§ **Written exercise**
Reproduce the notes below on the slow SQL query in the RAC database word for word and in full.
### Excerpt
SITUATION
Same SQL query running on node 1 takes 2.5 times longer time than running on node 2.
Both Unix administrator and DBA have checked and confirmed the work load are same on both nodes. All client connections to RAC databases are load balanced through RAC service.
INVESTIGATIONS
1) Open a new secession, then run the same SQL on node 1. There is no GC events on node 1 and 2:
–check current session SID:
SQL> SELECT SID, SERIAL#
FROM V$SESSION
WHERE SID = Sys_Context('USERENV', 'SID');
SID SERIAL#
---------- ----------
306 24423
— Check session stats:
SQL> SELECT a.username, c.name, b.value
FROM
v$session a,
v$sesstat b,
v$statname c
WHERE a.sid = b.sid
and a.sid=306
AND b.statistic# = c.statistic#
order by name;
USERNAME NAME VALUE
------- -------------------------------------- ----------
SYS CPU used by this session 2419
SYS CPU used when call started 2418
..
######
### Data section
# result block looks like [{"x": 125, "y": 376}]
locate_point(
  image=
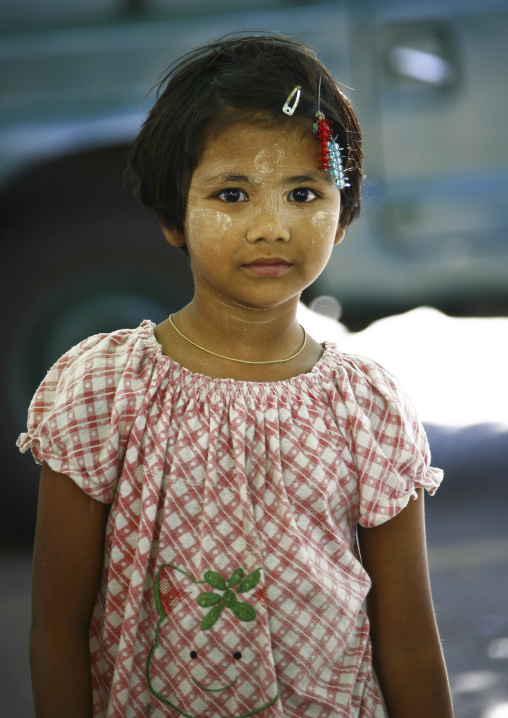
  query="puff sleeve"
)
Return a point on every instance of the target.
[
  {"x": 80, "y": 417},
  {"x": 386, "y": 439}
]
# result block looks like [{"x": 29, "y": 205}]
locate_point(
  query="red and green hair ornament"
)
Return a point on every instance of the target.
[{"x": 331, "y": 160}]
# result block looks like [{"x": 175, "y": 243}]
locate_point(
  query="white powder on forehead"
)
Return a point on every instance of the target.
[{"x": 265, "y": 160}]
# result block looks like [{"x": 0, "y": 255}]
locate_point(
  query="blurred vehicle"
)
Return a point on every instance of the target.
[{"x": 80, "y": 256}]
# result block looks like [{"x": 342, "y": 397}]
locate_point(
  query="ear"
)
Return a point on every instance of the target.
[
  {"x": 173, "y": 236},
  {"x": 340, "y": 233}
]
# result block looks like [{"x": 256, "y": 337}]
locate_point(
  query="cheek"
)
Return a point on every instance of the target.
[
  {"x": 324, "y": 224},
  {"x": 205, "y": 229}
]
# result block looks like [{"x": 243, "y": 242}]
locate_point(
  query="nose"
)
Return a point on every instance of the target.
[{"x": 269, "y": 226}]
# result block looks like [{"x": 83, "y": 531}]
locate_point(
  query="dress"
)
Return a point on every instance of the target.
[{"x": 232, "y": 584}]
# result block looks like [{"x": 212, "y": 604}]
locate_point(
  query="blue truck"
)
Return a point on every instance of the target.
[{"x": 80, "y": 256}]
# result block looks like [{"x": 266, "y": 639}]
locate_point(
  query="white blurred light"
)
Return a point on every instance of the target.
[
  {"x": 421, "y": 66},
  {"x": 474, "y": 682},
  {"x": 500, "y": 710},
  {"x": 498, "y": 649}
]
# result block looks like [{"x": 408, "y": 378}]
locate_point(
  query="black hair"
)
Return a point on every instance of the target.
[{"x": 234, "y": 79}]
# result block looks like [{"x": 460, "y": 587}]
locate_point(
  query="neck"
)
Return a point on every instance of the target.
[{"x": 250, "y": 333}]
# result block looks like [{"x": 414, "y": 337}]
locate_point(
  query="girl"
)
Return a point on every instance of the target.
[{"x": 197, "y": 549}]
######
§ **Solution to this task**
SITUATION
Same SQL query running on node 1 takes 2.5 times longer time than running on node 2.
Both Unix administrator and DBA have checked and confirmed the work load are same on both nodes. All client connections to RAC databases are load balanced through RAC service.
INVESTIGATIONS
1) Open a new secession, then run the same SQL on node 1. There is no GC events on node 1 and 2:
–check current session SID:
SQL> SELECT SID, SERIAL#
FROM V$SESSION
WHERE SID = Sys_Context('USERENV', 'SID');
SID SERIAL#
---------- ----------
306 24423
— Check session stats:
SQL> SELECT a.username, c.name, b.value
FROM
v$session a,
v$sesstat b,
v$statname c
WHERE a.sid = b.sid
and a.sid=306
AND b.statistic# = c.statistic#
order by name;
USERNAME NAME VALUE
------- -------------------------------------- ----------
SYS CPU used by this session 2419
SYS CPU used when call started 2418
..